● TEXT EXCERPT
Right from the first Covid lockdown there has been a massive influx of people into the voice industry: setting themselves up as voice over artists. Actors with no work because of Covid. Former radio presenters let go due to increased radio networking. Plus those who have been told they have a “nice voice” and who seem to think that with a laptop and a USB podcaster mic they are good to go.
After all it’s just talking isn’t it?
The question they all ask on various social media groups is: where do I get work?
There are many established voices on-line who like to “give something back” by helping newbies out with tips on things like mics, booths, pre-amps, headphones and breathing techniques but even these generous souls are reluctant to tell the new-comers – who are competitors after all – who their clients are and how they got them.
Some of the rookies seem to think that getting an agent is the way to steady work. In reality unless you offer something they think is marketable and, more importantly, that they don’t already have on their books you are unlikely to get an agent.
Or you could be famous already – that helps.
So then it’s a case of putting yourself out there and putting in the hard graft of marketing. Trying various ways to get noticed in a crowded market place. Perhaps subscribing to some of the sites that offer to put clients in touch with voice artists.
For me much of my voice over work comes through my website, also from word of mouth recommendations and from contacts I’ve approached and built up over the years. Also thankfully – especially this year – a lot of work comes from repeat bookings.

● RECORD EXTRACTS
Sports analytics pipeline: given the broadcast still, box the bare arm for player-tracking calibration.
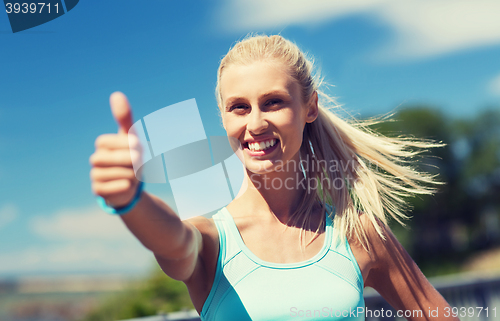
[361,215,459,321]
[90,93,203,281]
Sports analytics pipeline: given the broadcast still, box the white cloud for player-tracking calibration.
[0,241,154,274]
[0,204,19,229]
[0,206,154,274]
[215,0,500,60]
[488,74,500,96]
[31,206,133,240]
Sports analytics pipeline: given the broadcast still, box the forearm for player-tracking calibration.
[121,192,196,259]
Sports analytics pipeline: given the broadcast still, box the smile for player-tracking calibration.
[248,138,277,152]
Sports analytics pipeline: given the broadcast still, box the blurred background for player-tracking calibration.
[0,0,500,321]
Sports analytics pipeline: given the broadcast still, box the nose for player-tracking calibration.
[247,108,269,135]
---
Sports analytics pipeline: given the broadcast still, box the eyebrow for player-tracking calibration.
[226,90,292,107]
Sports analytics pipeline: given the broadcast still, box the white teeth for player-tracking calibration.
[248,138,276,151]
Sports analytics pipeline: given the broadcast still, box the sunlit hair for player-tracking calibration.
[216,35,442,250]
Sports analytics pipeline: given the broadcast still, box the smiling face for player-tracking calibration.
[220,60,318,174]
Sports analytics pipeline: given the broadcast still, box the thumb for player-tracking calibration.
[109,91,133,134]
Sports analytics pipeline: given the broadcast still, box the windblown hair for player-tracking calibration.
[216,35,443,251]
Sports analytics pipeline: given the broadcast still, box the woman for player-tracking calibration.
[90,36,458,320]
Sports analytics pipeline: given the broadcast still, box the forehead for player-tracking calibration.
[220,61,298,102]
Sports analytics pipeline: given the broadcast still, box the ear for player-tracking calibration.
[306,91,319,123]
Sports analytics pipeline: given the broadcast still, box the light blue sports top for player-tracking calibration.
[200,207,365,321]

● TO DO
• 1. Answer these from the piece on finding voice over work, one line each:
(a) What equipment do some newcomers believe is all they need?
(b) What must you offer an agent, besides being marketable, to be likely to get one?
(c) Which source of work does the writer say has been especially welcome this year?
• 2. List every topic on which established voices in the piece on finding voice over work offer newcomers tips.
• 3. Write the next paragraph of the piece on finding voice over work, picking up after its final sentence.

● RESPONSE LIST
• 1.
(a) A laptop and a USB podcaster mic.
(b) Something the agent doesn't already have on their books.
(c) Repeat bookings.

• 2. mics, booths, pre-amps, headphones, breathing techniques

• 3.
It is so important to always do a good job for your client: the best you can do. Listen to what they tell you about the job. Follow any direction they may give you for pace and style of delivery for the voice over and then produce exactly the voice over they want to complete their project and make them happy.
It’s not just a professional attitude it’s an investment in the future of your career.
The clients who come back to you time after time could well be providing a fair chunk of your income and that can be really useful when – like now – times are hard and the market for new work is very competitive.
Now as I approach the end of an undeniably tough year I’d like to say a big “thank you” to those clients that have used my voice time and time again on a range of projects and keep coming back for more.
But who are they and how did I get them? You didn’t seriously think I’d tell you that did you?